━━━ Task input ━━━
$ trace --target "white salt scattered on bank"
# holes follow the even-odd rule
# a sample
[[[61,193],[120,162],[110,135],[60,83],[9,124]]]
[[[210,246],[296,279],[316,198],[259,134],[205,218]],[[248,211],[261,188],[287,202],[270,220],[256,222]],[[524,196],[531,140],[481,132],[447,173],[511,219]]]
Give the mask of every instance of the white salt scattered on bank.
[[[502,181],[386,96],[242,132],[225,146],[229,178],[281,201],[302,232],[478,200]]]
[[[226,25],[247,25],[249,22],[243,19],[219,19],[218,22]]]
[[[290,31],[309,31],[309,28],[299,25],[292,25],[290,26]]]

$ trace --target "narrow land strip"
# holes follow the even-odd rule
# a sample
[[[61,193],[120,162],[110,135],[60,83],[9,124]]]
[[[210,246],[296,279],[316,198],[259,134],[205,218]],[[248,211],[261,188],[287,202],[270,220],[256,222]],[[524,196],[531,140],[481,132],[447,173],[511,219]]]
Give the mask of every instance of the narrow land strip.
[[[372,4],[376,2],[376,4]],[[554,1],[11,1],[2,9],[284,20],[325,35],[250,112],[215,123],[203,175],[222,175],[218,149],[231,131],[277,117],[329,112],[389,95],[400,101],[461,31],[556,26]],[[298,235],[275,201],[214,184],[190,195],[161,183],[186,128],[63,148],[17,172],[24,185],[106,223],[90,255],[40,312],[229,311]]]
━━━
## Aim of the task
In all the rows above, substitute "occurrence" for "instance" and leave everything else unchanged.

## Exercise answer
$ trace --target "white salt scattered on bank"
# holes follow the even-odd rule
# a sample
[[[61,193],[120,162],[110,135],[60,83],[9,124]]]
[[[210,246],[296,279],[316,198],[259,134],[205,218]],[[248,211],[261,188],[287,202],[270,220],[256,222]],[[524,196],[531,140],[481,132],[447,173],[511,219]]]
Give the mask of every occurrence of the white salt scattered on bank.
[[[502,181],[386,96],[242,132],[225,146],[229,178],[281,201],[302,232],[478,200]]]
[[[226,25],[247,25],[249,22],[243,19],[219,19],[218,22]]]
[[[290,31],[309,31],[309,28],[299,25],[292,25],[290,26]]]

$ trace --target "narrow land strip"
# holes follow the even-odd rule
# a sample
[[[61,193],[120,162],[110,135],[60,83],[9,124]]]
[[[210,246],[296,279],[316,198],[259,134],[205,218]],[[248,211],[261,188],[287,202],[270,220],[256,222]],[[524,196],[531,140],[481,132],[447,173],[511,219]]]
Give the mask of every occurrence of the narrow land strip.
[[[372,4],[376,2],[376,4]],[[554,1],[11,1],[2,9],[284,20],[325,35],[250,112],[215,123],[203,175],[222,175],[218,149],[231,131],[277,117],[329,112],[389,95],[400,101],[461,31],[556,26]],[[298,235],[275,201],[214,184],[190,195],[161,183],[186,128],[63,148],[17,172],[24,185],[106,223],[90,255],[40,312],[229,311]]]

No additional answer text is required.